-- Start DATA SHOWN --

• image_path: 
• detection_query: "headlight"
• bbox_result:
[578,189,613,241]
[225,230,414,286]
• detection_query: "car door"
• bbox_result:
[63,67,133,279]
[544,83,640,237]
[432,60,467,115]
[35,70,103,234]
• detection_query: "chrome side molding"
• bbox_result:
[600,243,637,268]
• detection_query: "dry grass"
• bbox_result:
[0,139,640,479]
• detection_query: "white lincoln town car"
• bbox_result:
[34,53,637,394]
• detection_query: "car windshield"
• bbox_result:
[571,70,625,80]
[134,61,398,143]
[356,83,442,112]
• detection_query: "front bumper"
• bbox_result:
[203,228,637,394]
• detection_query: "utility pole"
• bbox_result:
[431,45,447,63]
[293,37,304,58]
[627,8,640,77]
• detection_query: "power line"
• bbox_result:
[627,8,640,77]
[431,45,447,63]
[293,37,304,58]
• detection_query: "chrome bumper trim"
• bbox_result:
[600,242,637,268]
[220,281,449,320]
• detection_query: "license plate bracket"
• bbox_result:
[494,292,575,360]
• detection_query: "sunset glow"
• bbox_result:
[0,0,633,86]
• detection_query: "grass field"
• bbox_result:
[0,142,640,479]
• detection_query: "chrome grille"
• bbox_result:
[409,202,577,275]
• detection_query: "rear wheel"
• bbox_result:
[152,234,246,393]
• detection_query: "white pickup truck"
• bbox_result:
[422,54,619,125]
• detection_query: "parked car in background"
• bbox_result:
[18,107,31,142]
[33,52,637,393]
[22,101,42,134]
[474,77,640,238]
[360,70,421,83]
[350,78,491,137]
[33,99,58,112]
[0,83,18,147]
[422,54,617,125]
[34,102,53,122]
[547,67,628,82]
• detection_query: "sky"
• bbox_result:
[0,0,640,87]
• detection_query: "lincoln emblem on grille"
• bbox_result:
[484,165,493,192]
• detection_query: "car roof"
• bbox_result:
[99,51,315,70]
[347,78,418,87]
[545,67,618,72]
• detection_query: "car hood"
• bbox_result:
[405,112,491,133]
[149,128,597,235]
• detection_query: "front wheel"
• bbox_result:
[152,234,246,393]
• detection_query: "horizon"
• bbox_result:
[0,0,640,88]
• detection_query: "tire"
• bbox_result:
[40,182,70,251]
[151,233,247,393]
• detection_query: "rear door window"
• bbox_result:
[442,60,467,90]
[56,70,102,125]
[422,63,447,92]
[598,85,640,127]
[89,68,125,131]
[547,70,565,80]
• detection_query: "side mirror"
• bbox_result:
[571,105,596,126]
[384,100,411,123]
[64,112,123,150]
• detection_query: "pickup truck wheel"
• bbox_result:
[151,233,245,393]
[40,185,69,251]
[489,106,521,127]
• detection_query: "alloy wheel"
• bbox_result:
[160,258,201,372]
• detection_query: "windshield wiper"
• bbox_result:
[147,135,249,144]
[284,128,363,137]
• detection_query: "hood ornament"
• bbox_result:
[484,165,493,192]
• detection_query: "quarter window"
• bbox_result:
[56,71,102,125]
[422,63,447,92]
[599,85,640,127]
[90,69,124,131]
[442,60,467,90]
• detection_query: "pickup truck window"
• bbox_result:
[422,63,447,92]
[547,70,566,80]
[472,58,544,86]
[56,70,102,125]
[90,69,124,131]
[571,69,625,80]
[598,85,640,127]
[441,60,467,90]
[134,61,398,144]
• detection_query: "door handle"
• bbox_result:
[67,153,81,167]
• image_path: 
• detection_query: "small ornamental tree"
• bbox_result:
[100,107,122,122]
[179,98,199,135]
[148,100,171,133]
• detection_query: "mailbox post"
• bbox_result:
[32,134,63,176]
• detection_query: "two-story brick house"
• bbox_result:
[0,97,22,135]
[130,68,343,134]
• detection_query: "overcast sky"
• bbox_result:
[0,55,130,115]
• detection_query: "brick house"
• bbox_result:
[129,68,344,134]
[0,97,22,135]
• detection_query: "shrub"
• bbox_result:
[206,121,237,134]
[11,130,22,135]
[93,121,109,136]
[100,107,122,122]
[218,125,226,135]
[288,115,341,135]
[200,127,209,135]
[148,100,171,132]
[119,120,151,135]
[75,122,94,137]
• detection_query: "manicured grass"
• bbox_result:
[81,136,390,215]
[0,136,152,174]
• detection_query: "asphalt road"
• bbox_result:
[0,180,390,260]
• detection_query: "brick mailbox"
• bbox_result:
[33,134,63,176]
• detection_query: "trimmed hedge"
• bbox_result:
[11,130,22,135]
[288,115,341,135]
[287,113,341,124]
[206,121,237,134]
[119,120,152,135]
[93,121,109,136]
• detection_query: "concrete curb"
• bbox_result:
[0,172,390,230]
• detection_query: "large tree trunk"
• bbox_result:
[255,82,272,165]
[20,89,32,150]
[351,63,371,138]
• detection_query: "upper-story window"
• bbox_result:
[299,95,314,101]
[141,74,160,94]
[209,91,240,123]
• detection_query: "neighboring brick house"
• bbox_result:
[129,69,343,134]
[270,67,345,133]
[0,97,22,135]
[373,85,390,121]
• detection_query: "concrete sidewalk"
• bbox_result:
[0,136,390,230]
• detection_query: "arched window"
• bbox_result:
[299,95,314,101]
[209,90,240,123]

-- End DATA SHOWN --

→ WORK REQUIRED
Filter the rows above, copying every line that contains the string "pickup", and treat case as significant.

→ FULL OUTPUT
• detection_query: "white pickup truck"
• detection_query: "pickup truck wheel"
• detection_query: "pickup truck window"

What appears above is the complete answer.